• [WRITTEN TASK]: Format the lines below as a numbered list, leaving out any blank lines and omitting the pictures.

◇ ◇ ◇

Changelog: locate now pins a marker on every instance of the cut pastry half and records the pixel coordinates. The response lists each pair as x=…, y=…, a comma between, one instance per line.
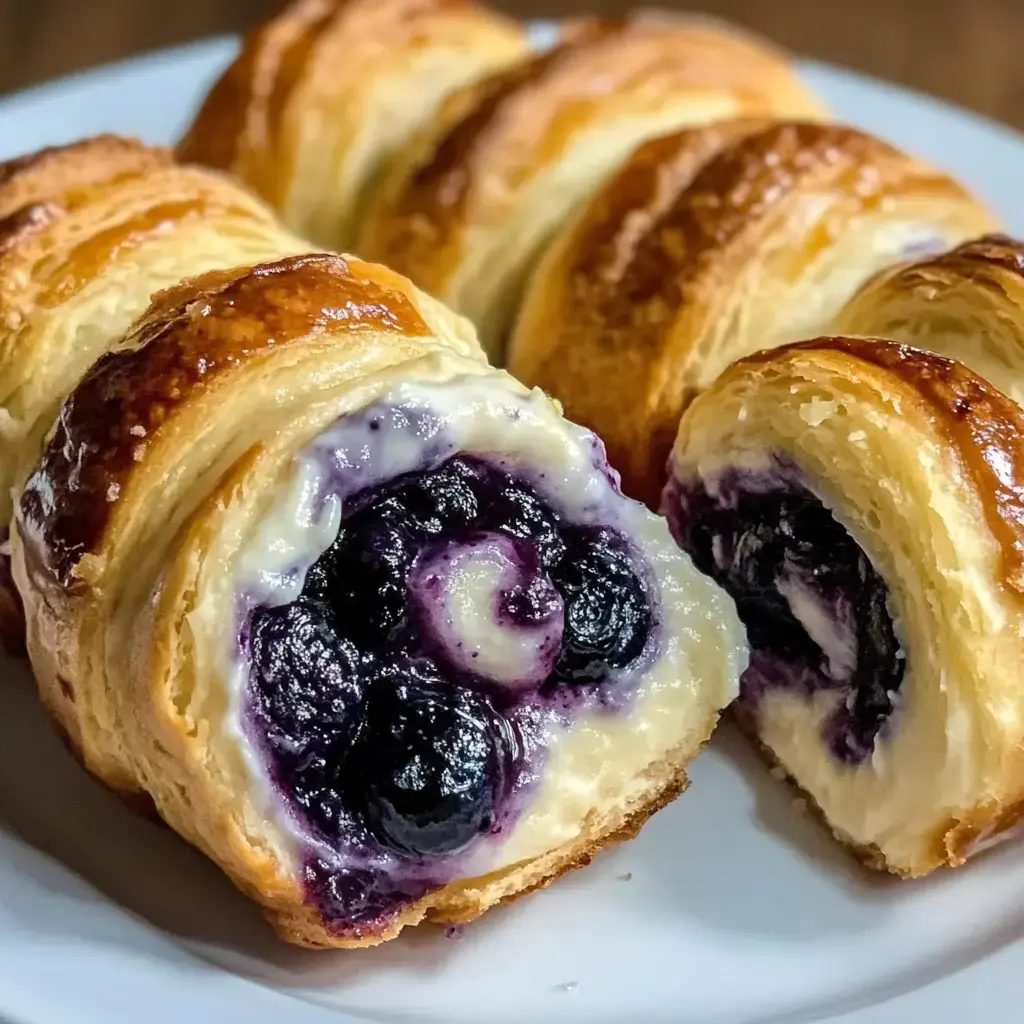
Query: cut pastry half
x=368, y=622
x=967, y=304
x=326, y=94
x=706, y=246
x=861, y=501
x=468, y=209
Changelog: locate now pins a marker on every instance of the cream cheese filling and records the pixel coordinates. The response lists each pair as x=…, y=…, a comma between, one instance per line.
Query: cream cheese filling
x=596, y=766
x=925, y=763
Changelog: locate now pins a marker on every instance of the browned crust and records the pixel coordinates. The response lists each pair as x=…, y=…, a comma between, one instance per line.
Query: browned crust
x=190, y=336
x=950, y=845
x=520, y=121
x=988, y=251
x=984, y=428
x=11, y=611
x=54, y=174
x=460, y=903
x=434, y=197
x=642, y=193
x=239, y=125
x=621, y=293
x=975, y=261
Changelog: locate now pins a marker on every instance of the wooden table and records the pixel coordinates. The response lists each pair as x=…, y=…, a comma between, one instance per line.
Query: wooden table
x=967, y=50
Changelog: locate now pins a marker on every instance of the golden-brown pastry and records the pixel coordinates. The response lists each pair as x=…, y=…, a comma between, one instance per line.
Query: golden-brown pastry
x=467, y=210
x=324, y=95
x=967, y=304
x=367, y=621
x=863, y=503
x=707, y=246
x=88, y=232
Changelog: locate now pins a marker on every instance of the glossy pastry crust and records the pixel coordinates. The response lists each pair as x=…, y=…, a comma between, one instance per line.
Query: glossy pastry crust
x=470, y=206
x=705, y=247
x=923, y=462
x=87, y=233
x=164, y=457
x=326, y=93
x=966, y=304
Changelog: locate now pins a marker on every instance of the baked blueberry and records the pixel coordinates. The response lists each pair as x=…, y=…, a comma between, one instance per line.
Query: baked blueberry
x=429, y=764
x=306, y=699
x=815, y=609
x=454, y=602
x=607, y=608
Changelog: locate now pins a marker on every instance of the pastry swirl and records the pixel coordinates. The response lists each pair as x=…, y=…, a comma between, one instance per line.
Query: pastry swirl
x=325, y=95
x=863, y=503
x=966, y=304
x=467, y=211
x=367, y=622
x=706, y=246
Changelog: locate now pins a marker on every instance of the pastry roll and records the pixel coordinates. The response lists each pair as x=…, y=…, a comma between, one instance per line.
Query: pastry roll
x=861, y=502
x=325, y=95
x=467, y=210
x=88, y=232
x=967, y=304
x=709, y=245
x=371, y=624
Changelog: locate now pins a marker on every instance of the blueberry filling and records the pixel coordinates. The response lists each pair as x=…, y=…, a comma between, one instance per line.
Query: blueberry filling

◇ ◇ ◇

• [WRITTEN ANSWER]:
1. Changelog: locate now pins a marker on every instance of the cut pastry half and records the pixel coordinates. The response lists each pair as x=…, y=…, a comma between, one instance per line.
2. Query: cut pastry half
3. x=368, y=622
4. x=967, y=304
5. x=326, y=94
6. x=706, y=246
7. x=861, y=501
8. x=468, y=209
9. Changelog: locate now pins a marker on every instance of the cream cheese filling and records the pixel coordinates. The response lists each pair as x=…, y=…, a comma between, one instance per line.
10. Query: cream cheese filling
11. x=596, y=766
12. x=925, y=763
13. Changelog: locate now pins a marker on every instance of the browned crust and records the pixel coordinates. The response lists each pair as x=…, y=…, a comma between, one instance per line.
14. Query: browned crust
15. x=190, y=336
16. x=950, y=845
17. x=520, y=121
18. x=988, y=251
19. x=984, y=428
20. x=11, y=611
21. x=54, y=174
22. x=460, y=903
23. x=434, y=197
24. x=642, y=193
25. x=239, y=125
26. x=621, y=293
27. x=975, y=261
28. Changelog: locate now pins a marker on every instance of the wooden table and records the pixel coordinates. The response lists each pair as x=…, y=…, a comma between, one instance per line.
29. Query: wooden table
30. x=967, y=50
31. Changelog: locate now pins a marker on every instance of the golden-brown pastry and records the pixel coordinates. The response lists each pair as x=…, y=…, a comma between, one instance per line.
32. Query: golden-brown pastry
33. x=467, y=210
34. x=324, y=95
35. x=967, y=304
36. x=367, y=621
37. x=863, y=503
38. x=707, y=246
39. x=88, y=232
40. Changelog: locate now pins a marker on every instance of the glossy pastry crust and records the pixel coordinates. The response lists each pair as x=…, y=…, a comma between, one instance per line.
41. Query: glossy pastry crust
42. x=470, y=206
43. x=705, y=247
44. x=923, y=462
45. x=87, y=233
46. x=164, y=457
47. x=326, y=93
48. x=966, y=304
49. Changelog: locate now pins a marker on every instance of the baked blueberry and records the pixel coordinates. The response lists each pair as x=…, y=…, a comma between, one instance per line.
50. Query: baked blueberry
51. x=429, y=764
52. x=306, y=699
53. x=815, y=609
54. x=454, y=602
55. x=607, y=608
56. Changelog: locate now pins a marker on every instance of the pastry swirl and records the pixel coordinates. The response lists each pair as x=…, y=…, a comma between, one instance per line.
57. Query: pastry swirl
58. x=325, y=95
59. x=863, y=503
60. x=966, y=304
61. x=467, y=211
62. x=367, y=622
63. x=706, y=246
64. Changelog: locate now pins a marker on every instance of the pastry roll and records the pixel coordinates. The response lists each pair as x=…, y=…, a comma between, one instance per line.
65. Query: pastry roll
66. x=861, y=502
67. x=325, y=95
68. x=467, y=210
69. x=88, y=232
70. x=967, y=304
71. x=709, y=245
72. x=371, y=624
73. Changelog: locate now pins a marker on every instance of the blueberry filling and records the pixel coordinates. The response lists each pair as x=…, y=…, a comma between, one instance per line.
74. Query: blueberry filling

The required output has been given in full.